Казань. Параллельные миры

Казань. Параллельные миры

Казань, начало 80-х, май. Коктейль из уличной пыли и яблоневого цвета пьянит не хуже «слезы Мичурина» – местного плодово-ягодного. Удушающий аромат сирени перебивает запах сероводорода с озера Кабан. А гремящий из динамика всесоюзный шлягер про «край магнолий» заставляет задуматься о реальности происходящего…

В действительности ничего сюрреалистического. В мае старая Казань, где время остановилось лет сто назад, тонет в цветении садов. На неделю-другую в бело-сиреневом тумане исчезают трущобы Суконки, скособоченные домишки на спуске от Вишневского до Жданова (будущей Эсперанто), чёрные от ветхости деревянные клоповники на  Калинина, Островского и Тихомирнова… Пыль, легко превращающаяся в грязь при первом весеннем ливне, лезет не только из убогих подворотен. Это пыль, которую тащит сюда ветер перемен. Её несёт со «стройки века» – Ленинского мемориала недалеко от площади Свободы, с долгостроя на улице Татарстан – здания Камаловского театра. С Кварталов и Горок, где поднимается другая Казань, новая, панельно-типовая. А шлягер в исполнении местной звезды Рената Ибрагимова про страну, где «можно говорить свободно…», – словно сегодняшний привет из завтра… Параллельные миры.

КРЕМАТОРИЙ КЛАССОВЫХ ИДЕЙ

Ленинский мемориал достроят несколько лет спустя, к очередному великому революционному празднику – 100‑летию сходки казанских студентов. Поэт Евгений Евтушенко, приехав в Казань, будет долго всматриваться в это мрачное чудо советской архитектуры, а потом признается поклонникам: – Я пытался понять, что это за здание там, на холме, над Казанкой, похожее на крематорий…

Конечно, архитектор задумывал совсем другое. Здание должно было напоминать развевающееся пролетарское знамя, но средства урезали, проект упростили – и карета превратилась в тыкву. Зато внутри всё в ажуре. От бесценных копий партийных документов сводит скулы, хотя должно веять энергетикой, призванной заряжать народные массы.

Блок данных:
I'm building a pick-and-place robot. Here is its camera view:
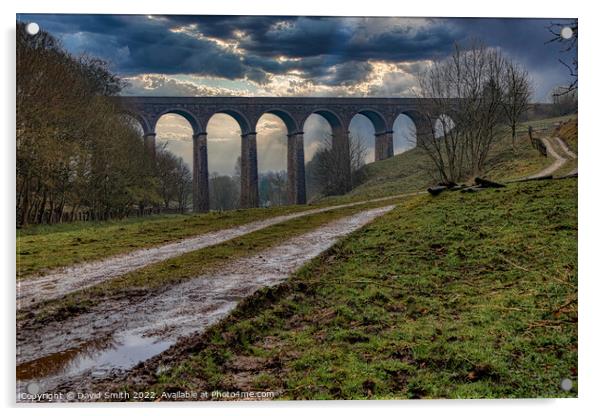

Задание: Продолжи текст о Казани начала 80-х, начиная сразу после его последнего предложения.

Ответ ниже:
Вообще, на идеологические акции денег не жалеют. На холме возле Кольца – ещё одна грандиозная стройка. Здесь, презрев все градостроительные пропорции и перспективы, ставят памятник пламенному Муллануру Вахитову. Циклопическая фигура забьёт собой доминанту места – здание финансового института. Но революционеру всё дозволено. Кинотеатр «Вузовец» и ещё десяток старых особняков, снесённых для расчистки места под будущий шедевр партийной монументалистики, тоже сущий пустяк.

Впрочем, идеология иногда приносит пользу и её жертвам. Москва вдруг даёт большие деньги на благоустройство посёлка Ленино-Кокушкино. Место, где Ильич коротал свою первую ссылку, впитывая революционные идеи, должно стать витриной благополучия, не зря же, в конце концов, палила «Аврора»…

Стройка на особом контроле в обкоме партии, планёрки проводит зампред Совмина ТАССР Мухаммат Сабиров. В итоге к юбилею сходки жители заштатного села становятся почти горожанами: асфальт, квартиры с удобствами, кафе, универсам, Дом культуры. А ещё почта, телефон, телеграф – хоть снова власть захватывай…

Естественно, заново отстроили на пустом месте и усадьбу Бланка. А то как‑то неловко выходило: Ильич боролся за освобождение крестьян, те же в революцию первым делом спалили усадьбу его деда…

В ТРУЩОБАХ РАЗВИТОГО СОЦИАЛИЗМА

В казанских трущобах ленинококушкинцам завидуют чёрной завистью. За маскировочной сетью цветущих садов – быт начала XIX века. Официальная идеология здесь – повод для горьких шуток. Лозунг «Благо народа – высшая цель партии», которым так любят украшать к Первомаю статусные казанские улицы – Ленина или Карла Маркса, в других местах – на  Свердлова, Кирова, Луковского или Волкова – звучит как издевка.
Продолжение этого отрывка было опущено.